#### Problem:
Answer these questions from the passage on the OPT program below.
1. Since 2003, how many people has Amazon hired through the OPT program?
2. About how many foreign workers does Congress let companies provide green cards to each year?
3. What did the federal government break up in the early 2000s?

#### Source passage:
:::

The Washington Post article included no skepticism about the program, or any solidarity with Americans, saying, “Because Nautiyal’s major fell into the STEM categories, she has a two-year extension on OPT, meaning in an ideal world, she’ll be authorized to work here for three years. “

The ICE data shows that the OPT program is a major feeder into Fortune 500 jobs, where managers have a lot of freedom to hire within their own ethnic networks. For example, since 2003, Amazon has hired 12,173 people via the program, while Deloitte has hired 5,799 foreign graduates, and Apple has hired 2,667 people.

The OPT program is just one part of a huge pyramid of imported labor used by U.S. investors and the Fortune 500 to spike their stock values and corral their control over the technology sector.

The imported labor force exists because Congress allows companies to provide green cards to roughly 70,000 foreign workers each year. As a result, at least one million foreign graduates are competing in U.S. workplaces for those green cards or are waiting for promised green cards.

The base of the labor pyramid consists of the Oillegals and PT workers who are paid little or nothing as they work outsourced sweatshop technical jobs in the hope of getting one of the 85,000 H-1B visas issued to companies each year. The H-1Bs are valuable because the H-1B workers can ask their CEOs to sponsor them for green cards.

This foreign labor force, dubbed the “Green Card Workforce,” is often preferred by executives because the dangled green cards ensure that the foreign workers will work long hours for lower wages. In addition, the workers have no legal protections in the workplace and have no professional authority to disagree with CEOs, who can also gain stock-market gains when Wall Street analysts welcome great use of visa workers.

Companies also use visa workers to crimp and slow domestic competition by minimizing the hiring of American graduates who may use their work experience to join or create rival companies. In the early 2000s, the federal government broke up an illegal “no-poaching” cartel by tech companies who were trying to prevent their American workers from changing jobs and so sharing their expertise with rival companies. This strategy is legal if the workforce consists of foreign workers who cannot change jobs without their managers’ permission.

:::

#### Record extracts:
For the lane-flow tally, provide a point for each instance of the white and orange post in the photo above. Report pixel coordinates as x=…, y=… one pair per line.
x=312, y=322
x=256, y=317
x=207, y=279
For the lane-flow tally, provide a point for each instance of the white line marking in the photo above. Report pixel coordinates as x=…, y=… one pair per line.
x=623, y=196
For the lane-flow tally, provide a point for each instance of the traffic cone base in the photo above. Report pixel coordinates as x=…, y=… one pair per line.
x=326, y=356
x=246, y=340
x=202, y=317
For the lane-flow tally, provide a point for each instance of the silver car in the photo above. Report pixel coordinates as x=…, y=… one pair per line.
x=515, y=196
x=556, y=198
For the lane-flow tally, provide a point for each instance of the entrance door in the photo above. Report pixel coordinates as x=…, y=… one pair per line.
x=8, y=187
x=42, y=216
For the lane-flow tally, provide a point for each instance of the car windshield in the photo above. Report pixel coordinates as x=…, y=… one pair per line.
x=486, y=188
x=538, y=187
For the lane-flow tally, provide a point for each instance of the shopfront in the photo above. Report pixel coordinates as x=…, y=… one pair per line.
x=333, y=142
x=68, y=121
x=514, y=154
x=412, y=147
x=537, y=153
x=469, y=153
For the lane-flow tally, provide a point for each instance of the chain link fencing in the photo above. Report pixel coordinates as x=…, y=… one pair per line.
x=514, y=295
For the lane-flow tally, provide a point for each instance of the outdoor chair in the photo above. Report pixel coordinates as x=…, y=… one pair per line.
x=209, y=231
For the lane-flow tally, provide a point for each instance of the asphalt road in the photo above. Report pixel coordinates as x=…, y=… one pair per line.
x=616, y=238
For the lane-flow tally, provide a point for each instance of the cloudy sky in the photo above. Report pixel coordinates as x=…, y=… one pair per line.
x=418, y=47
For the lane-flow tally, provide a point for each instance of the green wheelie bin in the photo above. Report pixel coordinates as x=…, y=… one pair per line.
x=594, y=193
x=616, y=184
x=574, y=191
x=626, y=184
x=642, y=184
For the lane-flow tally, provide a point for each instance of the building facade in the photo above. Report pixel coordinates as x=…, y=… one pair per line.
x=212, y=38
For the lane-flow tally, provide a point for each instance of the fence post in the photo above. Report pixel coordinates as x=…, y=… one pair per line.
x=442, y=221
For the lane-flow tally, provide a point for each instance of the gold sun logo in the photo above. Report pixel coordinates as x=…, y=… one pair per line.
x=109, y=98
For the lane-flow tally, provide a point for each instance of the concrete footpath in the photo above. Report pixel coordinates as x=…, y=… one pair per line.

:::

#### Result:
1. 12,173 people.
2. Roughly 70,000 foreign workers each year.
3. An illegal "no-poaching" cartel run by tech companies that were trying to prevent their American workers from changing jobs.